→ What is required
Take the line that contains "Expected: the pointer indicates a point on the wet" as the first line and the last line of the material below as the final one; reproduce exactly the lines between, inclusive.

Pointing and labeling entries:
** Start **
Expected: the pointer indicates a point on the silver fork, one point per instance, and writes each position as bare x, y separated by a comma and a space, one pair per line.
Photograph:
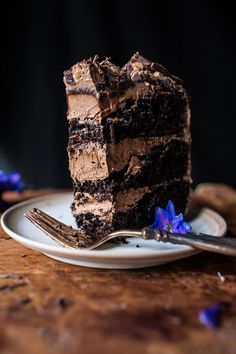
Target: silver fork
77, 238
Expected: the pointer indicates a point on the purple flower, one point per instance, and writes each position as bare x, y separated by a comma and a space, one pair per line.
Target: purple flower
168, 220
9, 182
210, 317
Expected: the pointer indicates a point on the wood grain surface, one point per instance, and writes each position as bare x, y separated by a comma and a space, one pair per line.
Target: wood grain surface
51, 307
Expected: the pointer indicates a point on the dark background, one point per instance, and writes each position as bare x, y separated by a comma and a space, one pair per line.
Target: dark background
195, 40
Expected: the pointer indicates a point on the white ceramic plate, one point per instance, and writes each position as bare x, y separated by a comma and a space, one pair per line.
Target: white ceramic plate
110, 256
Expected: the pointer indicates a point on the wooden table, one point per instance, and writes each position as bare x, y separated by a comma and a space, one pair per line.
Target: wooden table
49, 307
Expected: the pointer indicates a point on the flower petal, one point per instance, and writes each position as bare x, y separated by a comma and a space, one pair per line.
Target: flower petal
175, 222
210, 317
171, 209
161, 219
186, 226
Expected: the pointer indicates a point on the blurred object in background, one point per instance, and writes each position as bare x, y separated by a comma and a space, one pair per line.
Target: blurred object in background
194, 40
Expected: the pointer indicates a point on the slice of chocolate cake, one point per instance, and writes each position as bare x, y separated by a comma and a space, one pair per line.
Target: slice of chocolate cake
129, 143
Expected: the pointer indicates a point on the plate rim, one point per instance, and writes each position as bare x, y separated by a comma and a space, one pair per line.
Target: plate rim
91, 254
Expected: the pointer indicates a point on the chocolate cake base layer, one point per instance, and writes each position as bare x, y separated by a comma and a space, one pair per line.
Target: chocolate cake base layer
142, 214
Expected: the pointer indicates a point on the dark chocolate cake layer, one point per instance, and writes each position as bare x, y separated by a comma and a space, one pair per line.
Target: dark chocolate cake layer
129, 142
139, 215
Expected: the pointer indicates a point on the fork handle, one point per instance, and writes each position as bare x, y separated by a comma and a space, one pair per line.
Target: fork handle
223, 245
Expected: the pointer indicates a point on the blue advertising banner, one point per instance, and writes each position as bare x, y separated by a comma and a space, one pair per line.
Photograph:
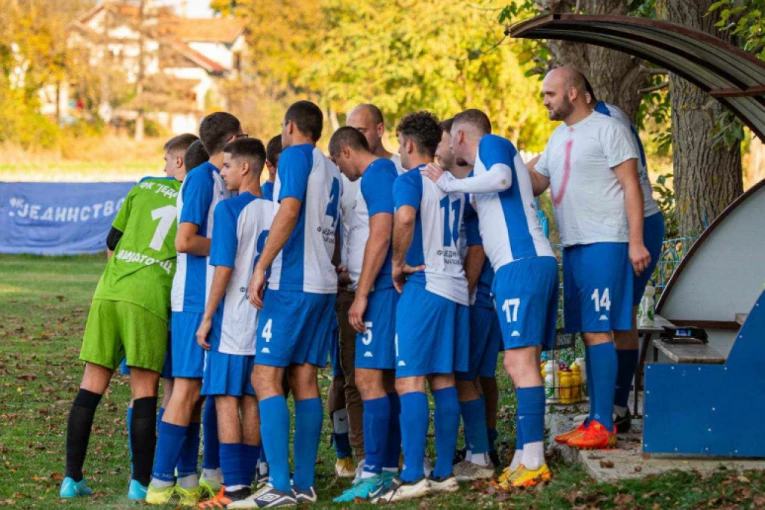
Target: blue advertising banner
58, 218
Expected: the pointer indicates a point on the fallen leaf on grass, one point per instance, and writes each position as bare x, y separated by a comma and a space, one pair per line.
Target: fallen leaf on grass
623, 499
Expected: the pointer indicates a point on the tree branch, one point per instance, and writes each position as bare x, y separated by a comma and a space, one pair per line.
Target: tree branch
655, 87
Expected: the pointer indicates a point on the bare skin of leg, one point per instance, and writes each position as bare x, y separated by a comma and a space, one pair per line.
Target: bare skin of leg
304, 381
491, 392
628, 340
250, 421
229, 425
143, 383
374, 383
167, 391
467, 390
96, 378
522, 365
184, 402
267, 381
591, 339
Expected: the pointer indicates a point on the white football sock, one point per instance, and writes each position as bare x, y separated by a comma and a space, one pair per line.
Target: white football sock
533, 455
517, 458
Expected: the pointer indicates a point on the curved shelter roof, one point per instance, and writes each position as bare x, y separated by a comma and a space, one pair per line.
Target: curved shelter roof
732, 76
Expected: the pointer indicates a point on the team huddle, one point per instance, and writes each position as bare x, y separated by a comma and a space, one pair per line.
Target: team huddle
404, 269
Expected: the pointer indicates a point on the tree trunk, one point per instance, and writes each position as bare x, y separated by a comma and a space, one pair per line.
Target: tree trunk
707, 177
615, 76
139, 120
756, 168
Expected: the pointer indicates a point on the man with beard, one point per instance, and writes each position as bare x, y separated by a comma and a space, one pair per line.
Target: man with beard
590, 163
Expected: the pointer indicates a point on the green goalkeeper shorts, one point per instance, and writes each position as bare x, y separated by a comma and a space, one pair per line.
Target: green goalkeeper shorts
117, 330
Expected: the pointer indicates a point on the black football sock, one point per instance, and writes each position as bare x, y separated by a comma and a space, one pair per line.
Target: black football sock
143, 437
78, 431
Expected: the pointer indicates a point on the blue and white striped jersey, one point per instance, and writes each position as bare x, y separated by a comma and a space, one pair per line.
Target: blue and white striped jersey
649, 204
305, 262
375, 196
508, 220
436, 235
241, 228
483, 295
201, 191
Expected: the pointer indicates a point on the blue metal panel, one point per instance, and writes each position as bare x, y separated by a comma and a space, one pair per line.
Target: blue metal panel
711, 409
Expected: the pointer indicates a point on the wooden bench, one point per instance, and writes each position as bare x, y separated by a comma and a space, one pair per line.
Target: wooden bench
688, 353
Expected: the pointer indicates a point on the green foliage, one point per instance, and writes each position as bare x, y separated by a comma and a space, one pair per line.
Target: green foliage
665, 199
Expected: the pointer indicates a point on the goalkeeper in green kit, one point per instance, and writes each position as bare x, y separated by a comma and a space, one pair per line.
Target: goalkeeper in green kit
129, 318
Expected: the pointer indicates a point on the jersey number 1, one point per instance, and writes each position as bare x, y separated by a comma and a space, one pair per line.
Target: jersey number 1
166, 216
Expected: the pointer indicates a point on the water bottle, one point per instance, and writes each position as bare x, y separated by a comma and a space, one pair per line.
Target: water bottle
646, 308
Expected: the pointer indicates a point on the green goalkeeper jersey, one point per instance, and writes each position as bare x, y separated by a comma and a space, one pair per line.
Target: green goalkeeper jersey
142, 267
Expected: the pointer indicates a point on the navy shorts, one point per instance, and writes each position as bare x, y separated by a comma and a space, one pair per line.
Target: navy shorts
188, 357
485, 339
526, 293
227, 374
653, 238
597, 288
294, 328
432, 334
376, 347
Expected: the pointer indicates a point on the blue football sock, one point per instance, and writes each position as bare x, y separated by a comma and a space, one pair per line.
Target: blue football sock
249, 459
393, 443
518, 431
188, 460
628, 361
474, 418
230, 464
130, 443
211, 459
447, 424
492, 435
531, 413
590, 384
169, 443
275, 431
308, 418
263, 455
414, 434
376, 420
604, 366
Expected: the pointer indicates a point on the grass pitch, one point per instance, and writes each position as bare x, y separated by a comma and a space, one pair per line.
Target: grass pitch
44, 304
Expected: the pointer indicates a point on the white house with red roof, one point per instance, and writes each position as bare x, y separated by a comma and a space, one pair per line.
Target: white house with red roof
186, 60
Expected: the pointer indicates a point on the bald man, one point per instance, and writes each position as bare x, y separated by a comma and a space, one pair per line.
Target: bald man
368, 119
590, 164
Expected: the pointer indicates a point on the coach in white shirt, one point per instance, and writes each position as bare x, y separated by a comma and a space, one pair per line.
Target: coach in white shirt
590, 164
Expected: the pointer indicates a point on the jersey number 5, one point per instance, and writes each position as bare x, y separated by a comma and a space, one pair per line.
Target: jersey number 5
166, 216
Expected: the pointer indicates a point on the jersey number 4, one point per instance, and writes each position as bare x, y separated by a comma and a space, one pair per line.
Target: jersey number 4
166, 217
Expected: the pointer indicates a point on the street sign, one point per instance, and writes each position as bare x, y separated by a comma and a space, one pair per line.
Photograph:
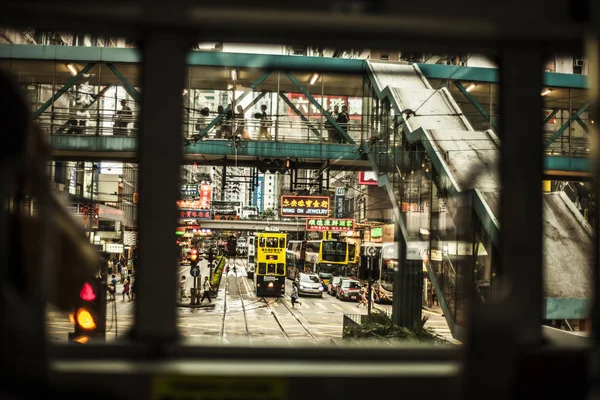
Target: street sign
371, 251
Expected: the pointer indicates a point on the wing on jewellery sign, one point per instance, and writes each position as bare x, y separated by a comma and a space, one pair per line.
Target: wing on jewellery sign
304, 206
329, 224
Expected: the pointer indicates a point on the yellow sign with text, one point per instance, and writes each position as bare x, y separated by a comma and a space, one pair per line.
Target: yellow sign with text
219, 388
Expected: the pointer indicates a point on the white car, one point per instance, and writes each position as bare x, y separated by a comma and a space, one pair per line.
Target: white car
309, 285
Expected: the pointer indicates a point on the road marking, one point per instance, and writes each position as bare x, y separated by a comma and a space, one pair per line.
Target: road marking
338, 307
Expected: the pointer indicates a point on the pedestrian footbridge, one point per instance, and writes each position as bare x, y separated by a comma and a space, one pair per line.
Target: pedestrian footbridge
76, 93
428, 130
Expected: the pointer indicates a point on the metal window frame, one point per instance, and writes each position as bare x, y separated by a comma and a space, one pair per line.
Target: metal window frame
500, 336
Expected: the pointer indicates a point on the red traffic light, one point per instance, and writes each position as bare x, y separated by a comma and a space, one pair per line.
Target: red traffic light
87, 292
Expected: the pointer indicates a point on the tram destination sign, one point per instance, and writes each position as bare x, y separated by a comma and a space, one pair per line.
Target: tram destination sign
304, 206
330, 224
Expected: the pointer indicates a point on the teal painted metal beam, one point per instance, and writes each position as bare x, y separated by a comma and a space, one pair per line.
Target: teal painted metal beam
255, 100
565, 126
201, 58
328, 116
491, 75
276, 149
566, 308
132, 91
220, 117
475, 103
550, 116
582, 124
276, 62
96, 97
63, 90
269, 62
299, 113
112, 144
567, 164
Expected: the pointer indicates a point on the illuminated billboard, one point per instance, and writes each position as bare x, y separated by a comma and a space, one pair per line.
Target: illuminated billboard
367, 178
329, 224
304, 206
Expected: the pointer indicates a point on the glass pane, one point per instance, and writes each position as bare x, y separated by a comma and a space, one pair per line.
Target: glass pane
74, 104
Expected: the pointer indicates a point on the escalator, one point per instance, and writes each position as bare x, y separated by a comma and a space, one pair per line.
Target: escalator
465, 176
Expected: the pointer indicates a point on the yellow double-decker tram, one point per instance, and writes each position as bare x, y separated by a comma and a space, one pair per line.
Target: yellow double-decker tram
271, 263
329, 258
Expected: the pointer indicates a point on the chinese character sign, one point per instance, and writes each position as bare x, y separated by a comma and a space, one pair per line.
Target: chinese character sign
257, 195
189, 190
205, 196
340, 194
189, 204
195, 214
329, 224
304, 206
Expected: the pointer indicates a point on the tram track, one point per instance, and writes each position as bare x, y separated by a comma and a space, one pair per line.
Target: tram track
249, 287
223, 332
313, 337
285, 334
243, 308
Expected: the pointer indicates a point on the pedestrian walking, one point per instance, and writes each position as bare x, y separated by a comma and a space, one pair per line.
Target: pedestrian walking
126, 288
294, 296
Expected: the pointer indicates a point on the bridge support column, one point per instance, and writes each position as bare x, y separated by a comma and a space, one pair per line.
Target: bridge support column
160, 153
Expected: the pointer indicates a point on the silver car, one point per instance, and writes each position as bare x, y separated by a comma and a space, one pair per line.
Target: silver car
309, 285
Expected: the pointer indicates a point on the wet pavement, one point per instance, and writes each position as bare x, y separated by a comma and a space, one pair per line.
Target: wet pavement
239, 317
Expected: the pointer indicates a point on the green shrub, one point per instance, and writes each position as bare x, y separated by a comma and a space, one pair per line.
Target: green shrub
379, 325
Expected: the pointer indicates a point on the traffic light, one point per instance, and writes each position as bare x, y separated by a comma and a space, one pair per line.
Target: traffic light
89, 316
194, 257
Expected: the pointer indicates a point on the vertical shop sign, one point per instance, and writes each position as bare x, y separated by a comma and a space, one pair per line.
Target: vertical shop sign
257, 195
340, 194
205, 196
** End **
→ The result
Expected: the pointer indicates a point on the wet pavement, one point per instance, and writes each position as bare x, y separated by a comma and a space, one pair per line.
Target: wet pavement
239, 317
Expected: the pointer indicates a point on the green shrub, one point per instance, and writes each position as bare x, y separated by a comma and a space, one pair per line.
Target: green shrub
379, 325
Expected: the pointer indicates a point on the traffic light, one point per instance, and writes each position as bare x, y separated by a comma and a space, one pair per line.
Target: traffic light
89, 316
194, 257
Expected: the pointer indicates a point on the vertical shop sign, one point per instance, and writes each position as bare x, y separated by a comma and a space, one pair per line.
Target: vertical shop sign
257, 195
340, 194
205, 196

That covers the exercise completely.